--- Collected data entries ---
···
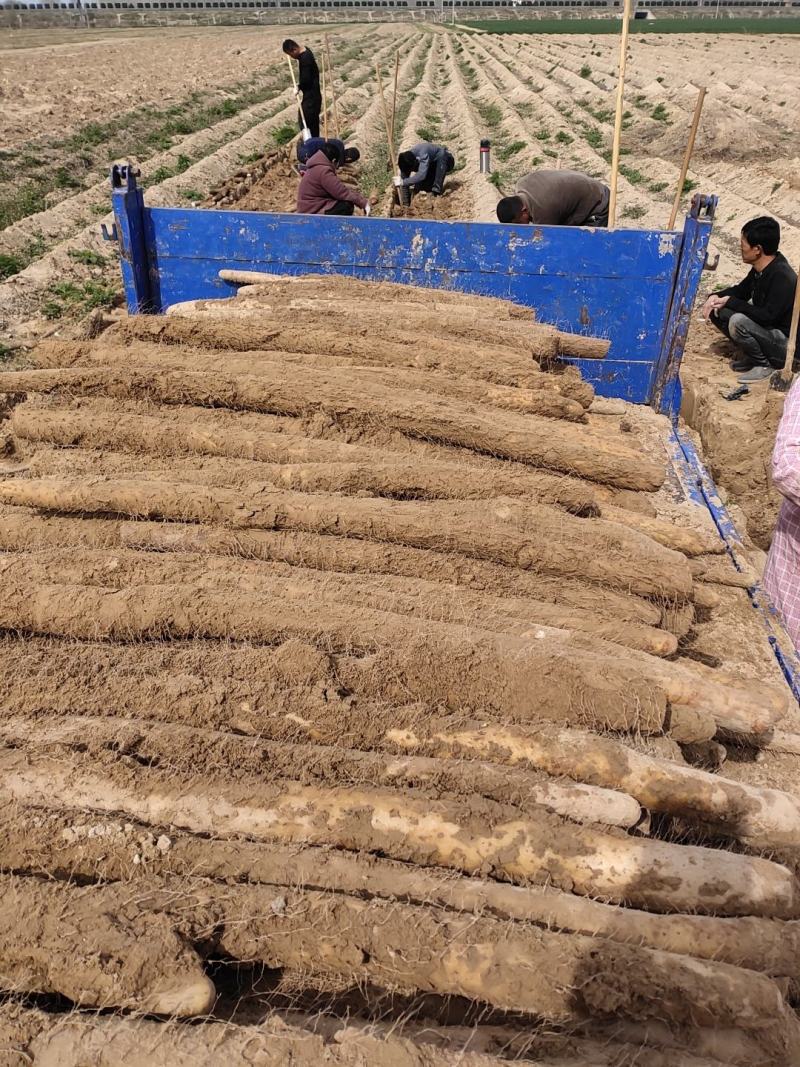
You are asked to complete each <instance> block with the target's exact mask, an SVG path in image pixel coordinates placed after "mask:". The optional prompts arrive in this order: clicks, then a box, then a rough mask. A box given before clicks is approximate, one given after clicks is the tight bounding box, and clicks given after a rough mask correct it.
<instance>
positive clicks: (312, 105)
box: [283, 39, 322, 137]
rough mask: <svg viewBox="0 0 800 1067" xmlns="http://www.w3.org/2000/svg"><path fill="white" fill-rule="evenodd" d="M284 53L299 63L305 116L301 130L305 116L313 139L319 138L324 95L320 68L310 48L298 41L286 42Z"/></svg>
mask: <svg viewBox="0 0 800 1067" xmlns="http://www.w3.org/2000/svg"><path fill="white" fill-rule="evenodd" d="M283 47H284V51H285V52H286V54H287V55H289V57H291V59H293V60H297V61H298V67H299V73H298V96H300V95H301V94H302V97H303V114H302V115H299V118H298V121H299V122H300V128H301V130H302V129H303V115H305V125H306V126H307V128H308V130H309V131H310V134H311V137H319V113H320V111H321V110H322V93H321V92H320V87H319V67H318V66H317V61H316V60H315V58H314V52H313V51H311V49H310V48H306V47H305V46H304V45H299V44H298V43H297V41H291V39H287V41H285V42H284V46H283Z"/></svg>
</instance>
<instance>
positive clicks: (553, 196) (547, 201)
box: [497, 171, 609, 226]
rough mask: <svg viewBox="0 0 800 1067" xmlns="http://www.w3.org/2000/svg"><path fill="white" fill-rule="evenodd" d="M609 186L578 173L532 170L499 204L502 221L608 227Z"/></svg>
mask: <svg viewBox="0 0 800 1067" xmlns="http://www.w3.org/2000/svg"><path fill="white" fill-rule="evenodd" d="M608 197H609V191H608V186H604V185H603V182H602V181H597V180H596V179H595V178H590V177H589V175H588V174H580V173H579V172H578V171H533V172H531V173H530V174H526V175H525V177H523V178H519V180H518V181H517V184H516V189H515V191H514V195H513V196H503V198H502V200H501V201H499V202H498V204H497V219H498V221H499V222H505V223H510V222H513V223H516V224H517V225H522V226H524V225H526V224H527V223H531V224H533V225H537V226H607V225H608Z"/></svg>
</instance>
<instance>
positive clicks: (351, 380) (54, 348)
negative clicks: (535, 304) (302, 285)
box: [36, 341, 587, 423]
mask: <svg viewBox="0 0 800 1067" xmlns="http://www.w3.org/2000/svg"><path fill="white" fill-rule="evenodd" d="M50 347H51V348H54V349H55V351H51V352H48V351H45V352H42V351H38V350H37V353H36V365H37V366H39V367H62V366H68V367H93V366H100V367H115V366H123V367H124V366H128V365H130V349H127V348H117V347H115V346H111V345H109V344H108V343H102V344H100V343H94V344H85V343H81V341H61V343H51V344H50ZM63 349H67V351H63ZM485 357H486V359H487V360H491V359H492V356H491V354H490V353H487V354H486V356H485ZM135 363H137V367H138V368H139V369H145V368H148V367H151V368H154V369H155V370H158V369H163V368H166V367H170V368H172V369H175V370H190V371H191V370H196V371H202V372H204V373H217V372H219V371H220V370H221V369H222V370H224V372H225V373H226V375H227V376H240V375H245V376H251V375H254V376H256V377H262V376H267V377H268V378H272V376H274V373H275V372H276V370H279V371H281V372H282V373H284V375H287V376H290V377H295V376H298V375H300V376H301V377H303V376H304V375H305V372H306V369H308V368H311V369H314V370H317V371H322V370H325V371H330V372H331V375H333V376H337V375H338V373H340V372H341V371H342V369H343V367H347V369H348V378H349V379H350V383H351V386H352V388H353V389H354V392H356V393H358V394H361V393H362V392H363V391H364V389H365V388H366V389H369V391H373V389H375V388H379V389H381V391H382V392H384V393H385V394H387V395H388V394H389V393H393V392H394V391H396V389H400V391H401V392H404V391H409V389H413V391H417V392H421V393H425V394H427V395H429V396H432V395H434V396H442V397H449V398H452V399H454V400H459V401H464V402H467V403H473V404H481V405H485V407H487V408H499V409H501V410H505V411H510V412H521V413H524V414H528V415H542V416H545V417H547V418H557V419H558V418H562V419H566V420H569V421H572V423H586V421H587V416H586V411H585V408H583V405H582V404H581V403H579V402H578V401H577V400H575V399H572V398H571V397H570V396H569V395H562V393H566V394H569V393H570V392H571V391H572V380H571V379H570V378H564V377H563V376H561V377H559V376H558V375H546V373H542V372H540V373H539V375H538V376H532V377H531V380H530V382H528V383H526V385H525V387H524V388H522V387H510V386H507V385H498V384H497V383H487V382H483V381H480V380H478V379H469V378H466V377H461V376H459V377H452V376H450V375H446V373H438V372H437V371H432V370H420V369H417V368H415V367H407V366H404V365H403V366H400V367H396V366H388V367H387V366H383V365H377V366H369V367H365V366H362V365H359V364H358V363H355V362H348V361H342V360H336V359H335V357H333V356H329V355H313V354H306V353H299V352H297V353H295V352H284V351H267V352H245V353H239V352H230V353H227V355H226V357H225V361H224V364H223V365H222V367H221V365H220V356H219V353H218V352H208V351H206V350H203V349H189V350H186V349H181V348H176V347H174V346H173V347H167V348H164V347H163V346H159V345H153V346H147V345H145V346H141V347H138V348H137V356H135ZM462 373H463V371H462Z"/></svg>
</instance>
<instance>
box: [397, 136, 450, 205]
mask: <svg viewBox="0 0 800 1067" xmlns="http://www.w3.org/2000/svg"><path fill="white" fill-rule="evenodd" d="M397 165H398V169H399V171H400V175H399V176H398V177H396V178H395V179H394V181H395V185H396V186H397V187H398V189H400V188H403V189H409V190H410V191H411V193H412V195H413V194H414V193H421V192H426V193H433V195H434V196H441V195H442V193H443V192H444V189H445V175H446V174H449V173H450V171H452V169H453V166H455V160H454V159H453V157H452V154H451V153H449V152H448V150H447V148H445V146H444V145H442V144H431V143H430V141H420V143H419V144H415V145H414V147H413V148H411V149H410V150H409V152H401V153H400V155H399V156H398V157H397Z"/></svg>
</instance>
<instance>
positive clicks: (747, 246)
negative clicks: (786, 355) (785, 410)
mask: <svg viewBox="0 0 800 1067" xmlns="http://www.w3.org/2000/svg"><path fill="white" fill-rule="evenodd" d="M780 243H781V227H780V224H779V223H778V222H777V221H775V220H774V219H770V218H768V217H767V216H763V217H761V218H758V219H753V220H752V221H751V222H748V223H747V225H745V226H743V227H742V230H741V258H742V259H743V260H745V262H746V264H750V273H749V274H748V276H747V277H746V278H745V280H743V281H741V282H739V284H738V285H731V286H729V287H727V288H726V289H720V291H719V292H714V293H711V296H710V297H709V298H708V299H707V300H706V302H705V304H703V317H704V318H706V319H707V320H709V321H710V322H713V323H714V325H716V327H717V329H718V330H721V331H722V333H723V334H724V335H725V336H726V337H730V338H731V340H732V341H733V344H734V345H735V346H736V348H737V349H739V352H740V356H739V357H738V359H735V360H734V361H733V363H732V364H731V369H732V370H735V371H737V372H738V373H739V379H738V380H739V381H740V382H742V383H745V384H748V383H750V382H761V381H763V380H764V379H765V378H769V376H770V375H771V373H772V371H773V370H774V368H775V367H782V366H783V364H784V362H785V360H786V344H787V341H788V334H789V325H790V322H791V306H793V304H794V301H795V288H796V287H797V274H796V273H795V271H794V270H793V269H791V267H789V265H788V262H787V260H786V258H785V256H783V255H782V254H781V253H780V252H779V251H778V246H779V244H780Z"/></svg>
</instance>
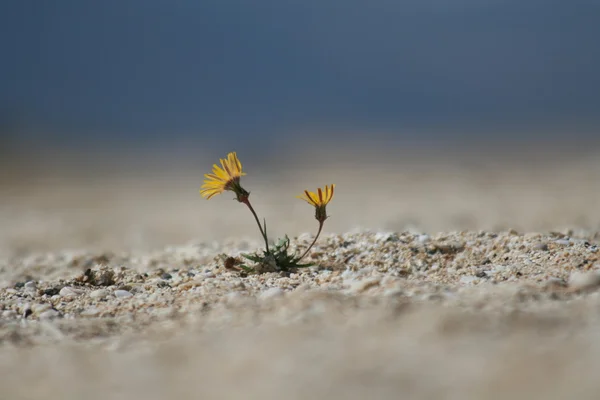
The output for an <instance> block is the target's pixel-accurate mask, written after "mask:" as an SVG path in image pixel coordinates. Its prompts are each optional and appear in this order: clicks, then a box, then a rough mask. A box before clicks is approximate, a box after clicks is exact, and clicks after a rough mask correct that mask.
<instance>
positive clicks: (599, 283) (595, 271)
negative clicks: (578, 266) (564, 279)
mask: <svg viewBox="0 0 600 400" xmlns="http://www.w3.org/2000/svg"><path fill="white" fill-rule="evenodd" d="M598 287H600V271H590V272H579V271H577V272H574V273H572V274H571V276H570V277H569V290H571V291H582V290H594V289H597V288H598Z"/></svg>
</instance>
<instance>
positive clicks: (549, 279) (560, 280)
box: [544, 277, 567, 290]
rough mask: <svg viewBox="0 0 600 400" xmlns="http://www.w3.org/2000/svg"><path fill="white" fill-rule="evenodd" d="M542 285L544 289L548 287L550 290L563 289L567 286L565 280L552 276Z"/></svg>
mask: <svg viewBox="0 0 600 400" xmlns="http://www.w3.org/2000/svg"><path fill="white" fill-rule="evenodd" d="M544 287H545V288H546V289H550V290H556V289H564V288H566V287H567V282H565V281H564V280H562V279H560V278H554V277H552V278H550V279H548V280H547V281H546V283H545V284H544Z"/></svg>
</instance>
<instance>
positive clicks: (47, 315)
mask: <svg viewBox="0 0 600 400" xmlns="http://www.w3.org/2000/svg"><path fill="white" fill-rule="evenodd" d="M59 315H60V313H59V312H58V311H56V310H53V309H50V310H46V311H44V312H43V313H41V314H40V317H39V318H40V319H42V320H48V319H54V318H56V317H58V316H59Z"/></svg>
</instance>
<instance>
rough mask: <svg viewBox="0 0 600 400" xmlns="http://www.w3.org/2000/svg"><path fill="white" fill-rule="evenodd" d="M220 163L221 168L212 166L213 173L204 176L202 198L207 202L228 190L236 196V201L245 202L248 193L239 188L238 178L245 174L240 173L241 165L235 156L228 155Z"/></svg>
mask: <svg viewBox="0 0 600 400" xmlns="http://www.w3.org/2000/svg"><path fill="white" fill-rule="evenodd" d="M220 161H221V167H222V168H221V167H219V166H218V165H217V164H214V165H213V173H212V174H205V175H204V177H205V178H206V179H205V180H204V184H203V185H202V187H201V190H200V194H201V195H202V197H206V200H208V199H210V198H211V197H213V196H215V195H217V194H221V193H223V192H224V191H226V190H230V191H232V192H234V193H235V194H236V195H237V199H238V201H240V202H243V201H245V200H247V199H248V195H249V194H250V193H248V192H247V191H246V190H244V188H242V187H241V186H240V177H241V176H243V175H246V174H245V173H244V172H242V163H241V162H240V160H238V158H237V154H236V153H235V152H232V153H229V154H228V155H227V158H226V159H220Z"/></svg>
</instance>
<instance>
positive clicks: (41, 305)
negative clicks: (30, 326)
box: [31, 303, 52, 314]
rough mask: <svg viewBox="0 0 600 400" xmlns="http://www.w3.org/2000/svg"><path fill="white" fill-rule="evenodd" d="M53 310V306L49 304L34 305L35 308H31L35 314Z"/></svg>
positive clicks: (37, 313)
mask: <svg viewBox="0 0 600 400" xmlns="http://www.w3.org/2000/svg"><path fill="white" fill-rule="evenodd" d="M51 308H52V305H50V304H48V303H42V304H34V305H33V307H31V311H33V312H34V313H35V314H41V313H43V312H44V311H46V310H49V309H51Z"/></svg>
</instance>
···
--- ACTIVITY ---
Convert everything from the top of the listing down to the line containing "box: [283, 39, 322, 137]", both included, into a JSON list of strings with one string per line and blank lines skipped. Leave the pictures out of the list.

--- SOLUTION TO THIS TASK ---
[
  "You are asked to complete each <instance> block with the target's exact mask, an SVG path in image pixel coordinates placed after \"mask:\". The optional prompts arrive in this order: clicks, then a box, then a rough mask. A box given before clicks is approximate, one given after clicks is the tight bounding box, and clicks given after a rough mask correct it.",
  "<instance>",
  "positive clicks: (312, 105)",
  "box: [283, 39, 322, 137]"
]